(PÁGINA):
● ● ● ● ●

José Antonio Primo de Rivera había nacido en Madrid el 24 de abril de 1903. Fueron sus padres el jerezano don Miguel Primo de Rivera y Orbaneja, teniente coronel de Infantería, y doña María Casilda Sáenz de Heredia y Suárez de Argudín, cuyos antepasados eran de la Rioja. En 1908 murió doña Casilda, y el general confió el cuidado de sus cinco hijos — José Antonio, Miguel, Carmen, Pilar y Fernando— a su hermana María Jesús, que se desvelaría por educar a los niños. El año 1917, José Antonio terminados los estudios de bachillerato inició la carrera de Derecho, que la concluyó en Madrid, en 1922. A continuación hizo el doctorado. El 13 de septiembre de 1923 el general Primo de Rivera daba el golpe de Estado para erigirse en dictador. José Antonio hacía su servicio militar, como recluta de la oficialidad de complemento, en Barcelona, donde su padre era Capitán General. A poco de producirse el acontecimiento político, se trasladó a Madrid, incorporándose al regimiento de Húsares de la Princesa, donde concluyó el servicio. Siendo hijo del gobernante que tenía en sus manos todos los resortes del mando de la nación, bien se comprende cuán fácil le hubiera sido acaparar sinecuras y puestos de fortuna. Jamás pensó en ello. Tampoco el temple moral del padre se prestaba a especular con una situación de privilegio.

José Antonio comprendió que «ser hijo del Dictador» significaba vivir cercado por un muro de prohibiciones alzadas por un estricto sentido de la dignidad y del decoro personal. José Antonio no se incorporó a la política de la Dictadura. Vivió apartado y en silencio, consagrado a la lectura, que le apasionaba, y al estudio. «Cuando un padre ama la política, sus hijos suelen aborrecerla», decía José Antonio algunas veces, aludiendo a la vocación política de su padre.

Abrió bufete de abogado y el 16 de febrero de 1926 informó por primera vez en el Supremo. Frente a las preocupaciones y sinsabores que le procuraba la política, la vida de sociedad le ofrecía bellas compensaciones. José Antonio era un joven arrogante, de una rara perfección en sus rasgos físicos: alto, esbelto, de ojos azules y de una natural distinción en sus gestos y en su persona. Tenía a su favor todos aquellos factores que en una operación aritmética de posibilidades humanas dan por resultado el triunfo en la vida. Era orador correcto y fácil, conversador ocurrente y ameno; escribía con un estilo nítido y transparente, en el que se advertía la influencia de Ortega y Gasset, poetizaba y se sentía atraído por la compañía de los intelectuales.

● ● ● ● ●

[Listado de datos]
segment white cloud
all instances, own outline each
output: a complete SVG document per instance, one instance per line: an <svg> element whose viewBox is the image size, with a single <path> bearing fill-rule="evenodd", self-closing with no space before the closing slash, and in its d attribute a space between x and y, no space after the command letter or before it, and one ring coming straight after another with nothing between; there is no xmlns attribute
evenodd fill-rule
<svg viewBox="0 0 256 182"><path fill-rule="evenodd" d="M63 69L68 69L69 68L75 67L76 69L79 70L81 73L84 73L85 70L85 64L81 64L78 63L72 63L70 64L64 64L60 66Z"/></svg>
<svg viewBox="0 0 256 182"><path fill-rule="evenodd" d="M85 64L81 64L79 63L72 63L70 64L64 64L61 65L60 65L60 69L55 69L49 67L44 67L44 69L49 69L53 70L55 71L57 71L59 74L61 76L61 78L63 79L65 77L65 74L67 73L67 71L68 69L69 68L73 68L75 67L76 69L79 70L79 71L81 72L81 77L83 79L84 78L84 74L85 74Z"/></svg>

● ● ● ● ●

(TAREAS):
1. ¿Qué hijos del general se nombran en la semblanza de José Antonio Primo de Rivera?
2. Responde a estas preguntas sobre la semblanza de José Antonio Primo de Rivera:
(a) ¿En qué fecha nació José Antonio?
(b) ¿En qué regimiento concluyó el servicio militar?
(c) ¿Cuándo informó por primera vez en el Supremo?
3. Escribe la continuación de la semblanza de José Antonio Primo de Rivera a partir de su última oración.
Los datos son un material independiente de la semblanza.

(RESPUESTAS POR TAREA):
1. José Antonio, Miguel, Carmen, Pilar y Fernando.

2.
(a) El 24 de abril de 1903.
(b) En el regimiento de Húsares de la Princesa.
(c) El 16 de febrero de 1926.

3.
El armonioso paisaje por el que discurría la existencia de José Antonio sufrió terrible mutación con la caída de la Dictadura (22 de enero de 1930), seguida del destierro que se impuso el marqués de Estella, instalándose en París, donde podía considerarse como un exiliado voluntario. Poco después (16 de marzo de 1930), el general Primo moría repentinamente en el Hotel Pont Royal de la capital de Francia. La agitación revolucionaria ganó en violencia y extensión: José Antonio se encontró rodeado por una riada turbia de calumnias e infamias que mancillaban y escarnecían la memoria de su padre. No se amilanó el hijo ante la potencia y número de los adversarios y lo mismo en la tribuna pública que en la calle salió a la defensa de su padre con tal denuedo e ímpetu que no medía riesgos ni se sentía cohibido por el rango o jerarquía de sus contradictores. Replicó con violencia al general don Ricardo Burguete, detractor inesperado del Dictador, y exhumó párrafos de varias cartas dirigidas por Burguete al general Primo de Rivera, ditirámbicas y extremosas en su adulación para éste en la plenitud del Poder. La polémica acabó en un desafío. Más ruidoso fue el incidente con el general Queipo de Llano en el café Lyon d'Or, de Madrid que acabó en reyerta. Por ser José Antonio alférez de complemento del Ejército, un Tribunal examinó el caso y acordó su expulsión del Ejército.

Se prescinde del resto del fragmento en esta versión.